Through the conclusion of such an agreement the Japanese people will
achieve the benefits of normal international relations which they
deserve while the Allied powers will be given further opportunity
for the development of an effective and more permanent security
arrangement which
[Page 1124]
will
be adequate to secure these benefits for the Japanese people and for
the United Nations.
Advantages and Disadvantages.
Relations with the USSR and China—The above
course of action would minimize the political and military risks
involved in proceeding without the USSR and China, while at the same
time affirmatively coping with those factors which make desirable
the restoration of Japan to a state of peace and the establishment
of more stable political relationships with respect to Japan for the
coming difficult period in the Far East. The course of action would
avoid, or at least the United States would appear to be making a
sincere effort to avoid, an open break with the USSR over the issue
of long-term U.S. bases and forces in Japan. The co-existence of a
technical state of war and of normal political and economic
relations and the rather substantial nature of the change in the
Allied occupation control would of course be seized upon by the USSR
and the Chinese Communists in their charges that the agreement is a
subterfuge and that the United States and other signatory powers had
in fact violated their wartime agreements with the USSR and
China.
Relations with Japan—Japan’s desire for a
total termination of the occupation would be disappointed. On the
other hand the restoration of normal political and economic
relations might be realistically accepted as the maximum possible
consistent with Japanese security. Disappointment over failure to
achieve a complete state of peace might be more than offset by
realization of the fact, which would increase in importance in the
long run, that (in comparison with a complete state of peace and a
separate U.S.-Japanese long-term base agreement) the Japanese
Government would be less vulnerable to Communist propaganda that the
Government has been in any way responsible by its own action for the
continued presence of U.S. forces in Japan and had sold out the
Japanese people to Western imperialism.

* [Given records]:
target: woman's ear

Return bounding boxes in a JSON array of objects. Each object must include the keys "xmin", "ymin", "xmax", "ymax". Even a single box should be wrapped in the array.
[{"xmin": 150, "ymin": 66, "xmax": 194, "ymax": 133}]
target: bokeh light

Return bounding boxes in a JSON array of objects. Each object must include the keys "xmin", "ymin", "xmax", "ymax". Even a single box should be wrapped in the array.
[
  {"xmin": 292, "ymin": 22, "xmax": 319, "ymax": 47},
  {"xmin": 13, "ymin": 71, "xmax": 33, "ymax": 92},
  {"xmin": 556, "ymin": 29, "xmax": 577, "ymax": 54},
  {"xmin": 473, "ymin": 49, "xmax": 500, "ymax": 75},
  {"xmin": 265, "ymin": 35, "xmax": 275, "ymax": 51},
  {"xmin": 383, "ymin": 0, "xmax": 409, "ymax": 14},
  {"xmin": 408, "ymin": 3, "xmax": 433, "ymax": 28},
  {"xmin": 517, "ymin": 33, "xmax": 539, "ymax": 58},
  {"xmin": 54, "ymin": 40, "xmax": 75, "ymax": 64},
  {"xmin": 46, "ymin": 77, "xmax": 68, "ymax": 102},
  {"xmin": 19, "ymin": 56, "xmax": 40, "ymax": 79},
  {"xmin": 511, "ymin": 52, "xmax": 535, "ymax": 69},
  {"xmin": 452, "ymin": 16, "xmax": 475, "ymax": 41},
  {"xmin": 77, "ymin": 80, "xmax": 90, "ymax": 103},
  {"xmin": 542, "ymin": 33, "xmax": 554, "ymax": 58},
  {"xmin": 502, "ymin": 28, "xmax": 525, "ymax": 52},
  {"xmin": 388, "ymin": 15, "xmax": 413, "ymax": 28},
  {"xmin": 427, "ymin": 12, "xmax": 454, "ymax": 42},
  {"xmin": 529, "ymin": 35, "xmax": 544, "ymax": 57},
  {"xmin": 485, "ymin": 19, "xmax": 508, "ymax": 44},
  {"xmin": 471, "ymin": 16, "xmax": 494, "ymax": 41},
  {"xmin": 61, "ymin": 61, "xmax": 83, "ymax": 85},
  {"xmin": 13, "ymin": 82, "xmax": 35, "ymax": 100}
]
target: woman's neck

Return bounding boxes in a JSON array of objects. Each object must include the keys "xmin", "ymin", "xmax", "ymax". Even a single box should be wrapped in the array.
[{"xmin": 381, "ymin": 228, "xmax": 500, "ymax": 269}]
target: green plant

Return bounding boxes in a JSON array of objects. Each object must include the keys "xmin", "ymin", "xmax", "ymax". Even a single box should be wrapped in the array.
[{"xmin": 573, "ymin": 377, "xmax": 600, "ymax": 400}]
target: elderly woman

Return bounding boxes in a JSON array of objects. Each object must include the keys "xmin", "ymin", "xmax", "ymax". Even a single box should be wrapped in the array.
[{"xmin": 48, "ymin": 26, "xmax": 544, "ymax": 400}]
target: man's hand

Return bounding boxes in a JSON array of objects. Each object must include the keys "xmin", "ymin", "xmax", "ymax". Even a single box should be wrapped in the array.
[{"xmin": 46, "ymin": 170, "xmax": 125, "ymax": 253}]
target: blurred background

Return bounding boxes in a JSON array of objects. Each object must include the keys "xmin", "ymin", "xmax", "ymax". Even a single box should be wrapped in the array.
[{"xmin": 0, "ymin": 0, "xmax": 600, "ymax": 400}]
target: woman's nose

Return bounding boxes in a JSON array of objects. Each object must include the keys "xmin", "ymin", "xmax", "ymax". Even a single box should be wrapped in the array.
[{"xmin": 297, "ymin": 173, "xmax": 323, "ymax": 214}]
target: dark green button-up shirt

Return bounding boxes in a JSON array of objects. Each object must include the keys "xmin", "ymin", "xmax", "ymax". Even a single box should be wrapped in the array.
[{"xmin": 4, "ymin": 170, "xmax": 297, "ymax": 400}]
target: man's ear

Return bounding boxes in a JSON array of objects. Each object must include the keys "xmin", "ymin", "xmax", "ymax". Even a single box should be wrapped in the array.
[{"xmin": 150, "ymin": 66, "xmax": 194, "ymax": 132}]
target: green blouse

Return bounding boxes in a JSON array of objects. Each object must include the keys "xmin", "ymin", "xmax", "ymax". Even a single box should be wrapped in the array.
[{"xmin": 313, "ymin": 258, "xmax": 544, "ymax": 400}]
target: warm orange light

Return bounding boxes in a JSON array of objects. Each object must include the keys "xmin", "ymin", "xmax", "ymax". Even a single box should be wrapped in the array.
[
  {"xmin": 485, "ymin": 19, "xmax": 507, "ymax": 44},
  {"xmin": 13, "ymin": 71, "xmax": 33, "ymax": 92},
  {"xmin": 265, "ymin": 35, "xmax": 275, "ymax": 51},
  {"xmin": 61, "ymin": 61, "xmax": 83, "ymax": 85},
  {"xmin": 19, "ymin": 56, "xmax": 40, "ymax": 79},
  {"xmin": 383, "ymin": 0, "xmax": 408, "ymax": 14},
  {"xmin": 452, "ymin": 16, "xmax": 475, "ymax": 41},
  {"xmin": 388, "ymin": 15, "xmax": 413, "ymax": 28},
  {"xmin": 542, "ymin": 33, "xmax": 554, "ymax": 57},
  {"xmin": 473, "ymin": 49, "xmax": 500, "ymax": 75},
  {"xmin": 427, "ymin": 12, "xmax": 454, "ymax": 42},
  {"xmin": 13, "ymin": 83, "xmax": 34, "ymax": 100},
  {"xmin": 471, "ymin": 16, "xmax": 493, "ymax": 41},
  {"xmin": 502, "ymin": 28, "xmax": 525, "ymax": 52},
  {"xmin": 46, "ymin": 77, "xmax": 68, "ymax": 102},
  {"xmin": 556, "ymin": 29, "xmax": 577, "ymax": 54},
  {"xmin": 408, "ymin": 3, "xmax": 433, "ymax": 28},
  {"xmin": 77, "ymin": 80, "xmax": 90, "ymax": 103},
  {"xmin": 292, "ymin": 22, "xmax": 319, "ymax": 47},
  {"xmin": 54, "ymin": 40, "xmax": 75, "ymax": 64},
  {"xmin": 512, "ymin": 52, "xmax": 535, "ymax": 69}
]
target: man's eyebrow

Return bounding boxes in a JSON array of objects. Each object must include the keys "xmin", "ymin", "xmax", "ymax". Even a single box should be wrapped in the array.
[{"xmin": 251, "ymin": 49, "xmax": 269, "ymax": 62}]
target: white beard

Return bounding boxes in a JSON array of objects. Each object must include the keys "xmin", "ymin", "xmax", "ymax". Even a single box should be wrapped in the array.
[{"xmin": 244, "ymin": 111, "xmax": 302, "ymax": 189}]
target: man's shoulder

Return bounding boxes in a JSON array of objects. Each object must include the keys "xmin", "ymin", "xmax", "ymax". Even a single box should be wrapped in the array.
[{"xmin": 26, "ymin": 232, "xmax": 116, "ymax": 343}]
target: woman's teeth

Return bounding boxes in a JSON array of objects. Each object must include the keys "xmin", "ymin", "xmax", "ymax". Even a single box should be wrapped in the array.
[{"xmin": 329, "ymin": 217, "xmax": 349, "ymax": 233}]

* [Actions to take]:
[a] Answer from the passage on a settlement with Japan:
(i) What desire of Japan would be disappointed?
(ii) Over what issue would the course of action avoid an open break with the USSR?
(iii) Who would claim that the agreement is a subterfuge?
[b] Repeat word for word the part of the passage on a settlement with Japan from "Through the conclusion" to "the United Nations.".
The rows have no connection to the text.

* [Answers to the tasks]:
[a]
(i) Japan's desire for a total termination of the occupation.
(ii) The issue of long-term U.S. bases and forces in Japan.
(iii) The USSR and the Chinese Communists.

[b]
Through the conclusion of such an agreement the Japanese people will
achieve the benefits of normal international relations which they
deserve while the Allied powers will be given further opportunity
for the development of an effective and more permanent security
arrangement which
[Page 1124]
will
be adequate to secure these benefits for the Japanese people and for
the United Nations.